*Fragmento del texto*
Esto explica la actitud que nosotros, católicos, mantenemos y manifestamos hacia la Iglesia fundada por Jesucristo. La miramos como a verdadera madre, y con la madre se está siempre. ¿Cuál es, entonces, nuestra actitud hacia la Iglesia?
El querido Papa San Pío X tenía una vez delante de sí a un conocido protestante. Hombre recto, piadoso, amante de Jesucristo, miraba con sumo respeto al Obispo de Roma, el sucesor de Pedro. Y el Papa le correspondió abriéndole también el corazón, y le dijo mientras le bendecía a él y a los suyos:
– Mi corazón late emocionado por estos protestante fieles, creyentes fervorosos. Los tengo muy cerca de mi corazón, más incluso que a un católico remiso, católico de solo nombre, que desprecia la plenitud de gracia de su Iglesia (Ingeborg Magnusen)
El Papa tenía muy clara la idea verdadera. No basta haber nacido en el seno de una familia creyente y haber sido bautizados en la Iglesia Católica. Hay que ser consecuentes con la fe recibida. Por eso, miramos con la atención debida cuáles son nuestros sentimientos y nuestras actitudes con la Iglesia. ¿Corresponden a una persona católica convencida?…
El primer rasgo de esta actitud nos lo dicta el Credo, cuando decimos: Creo en la Iglesia, que es una, santa, católica y apostólica. Este es el punto de arranque de nuestra actitud cristiana: convicción profunda e inconmovible de que la Iglesia fue fundada por Jesucristo; y que es una sola; y que está cimentada sobre los Apóstoles y sus sucesores unidos en Pedro, en el Obispo de Roma, sucesor de Pedro, pues esto quiere decir apostólica.

[Entradas de un conjunto de datos]
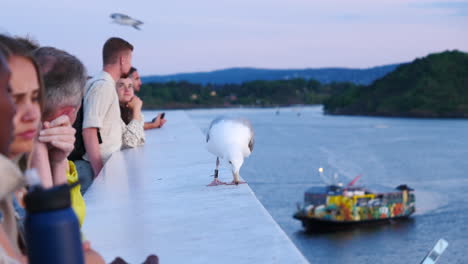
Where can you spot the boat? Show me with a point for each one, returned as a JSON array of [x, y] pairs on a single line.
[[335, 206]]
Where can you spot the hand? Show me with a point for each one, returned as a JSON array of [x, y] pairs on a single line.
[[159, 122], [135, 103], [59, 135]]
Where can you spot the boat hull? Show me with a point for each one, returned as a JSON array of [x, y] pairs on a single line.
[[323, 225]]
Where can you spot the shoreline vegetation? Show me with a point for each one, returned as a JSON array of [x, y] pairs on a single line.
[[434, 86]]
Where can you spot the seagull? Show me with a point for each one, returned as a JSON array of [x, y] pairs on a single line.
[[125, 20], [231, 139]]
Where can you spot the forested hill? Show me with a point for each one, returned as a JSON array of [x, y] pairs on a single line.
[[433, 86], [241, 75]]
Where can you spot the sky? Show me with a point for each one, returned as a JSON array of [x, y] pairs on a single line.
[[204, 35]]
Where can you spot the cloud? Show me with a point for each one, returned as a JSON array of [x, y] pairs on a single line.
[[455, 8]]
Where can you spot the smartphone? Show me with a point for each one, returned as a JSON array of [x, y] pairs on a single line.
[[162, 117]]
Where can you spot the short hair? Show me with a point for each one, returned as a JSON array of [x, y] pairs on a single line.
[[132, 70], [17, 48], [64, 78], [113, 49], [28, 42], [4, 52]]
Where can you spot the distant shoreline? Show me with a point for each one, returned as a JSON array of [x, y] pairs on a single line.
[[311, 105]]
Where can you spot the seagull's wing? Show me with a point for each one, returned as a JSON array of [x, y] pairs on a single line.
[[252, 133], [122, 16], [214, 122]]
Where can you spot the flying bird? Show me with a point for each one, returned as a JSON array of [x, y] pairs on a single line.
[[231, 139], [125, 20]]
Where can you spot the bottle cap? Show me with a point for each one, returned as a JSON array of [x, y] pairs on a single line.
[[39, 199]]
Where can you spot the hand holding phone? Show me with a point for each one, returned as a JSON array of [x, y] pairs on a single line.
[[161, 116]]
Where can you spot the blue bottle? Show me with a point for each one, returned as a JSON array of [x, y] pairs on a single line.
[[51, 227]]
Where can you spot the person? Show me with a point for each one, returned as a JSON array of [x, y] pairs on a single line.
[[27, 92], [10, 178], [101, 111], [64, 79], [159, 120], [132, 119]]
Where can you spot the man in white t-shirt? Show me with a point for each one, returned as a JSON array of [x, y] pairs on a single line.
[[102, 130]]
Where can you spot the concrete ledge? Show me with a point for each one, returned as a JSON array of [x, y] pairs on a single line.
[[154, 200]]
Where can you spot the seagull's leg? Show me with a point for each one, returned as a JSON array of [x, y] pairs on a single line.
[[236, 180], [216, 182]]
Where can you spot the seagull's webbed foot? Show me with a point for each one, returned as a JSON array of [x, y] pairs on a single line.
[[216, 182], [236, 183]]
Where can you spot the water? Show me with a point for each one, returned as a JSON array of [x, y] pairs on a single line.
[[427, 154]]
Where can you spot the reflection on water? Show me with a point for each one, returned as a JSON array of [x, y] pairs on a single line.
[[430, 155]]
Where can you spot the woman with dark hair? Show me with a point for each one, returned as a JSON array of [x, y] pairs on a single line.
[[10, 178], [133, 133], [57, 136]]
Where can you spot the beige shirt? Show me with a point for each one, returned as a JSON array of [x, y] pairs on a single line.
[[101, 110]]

*Tarea 1*
Según el texto sobre la Iglesia, ¿qué rasgos de la Iglesia se nombran al citar el Credo? Escríbelos todos.
*Tarea 2*
Copia tal cual el trozo del texto sobre la Iglesia que empieza con "Esto explica la" y sigue hasta "Iglesia (Ingeborg Magnusen)".

*Respuesta del ejercicio 1*
- una
- santa
- católica
- apostólica

*Respuesta del ejercicio 2*
Esto explica la actitud que nosotros, católicos, mantenemos y manifestamos hacia la Iglesia fundada por Jesucristo. La miramos como a verdadera madre, y con la madre se está siempre. ¿Cuál es, entonces, nuestra actitud hacia la Iglesia?
El querido Papa San Pío X tenía una vez delante de sí a un conocido protestante. Hombre recto, piadoso, amante de Jesucristo, miraba con sumo respeto al Obispo de Roma, el sucesor de Pedro. Y el Papa le correspondió abriéndole también el corazón, y le dijo mientras le bendecía a él y a los suyos:
– Mi corazón late emocionado por estos protestante fieles, creyentes fervorosos. Los tengo muy cerca de mi corazón, más incluso que a un católico remiso, católico de solo nombre, que desprecia la plenitud de gracia de su Iglesia (Ingeborg Magnusen)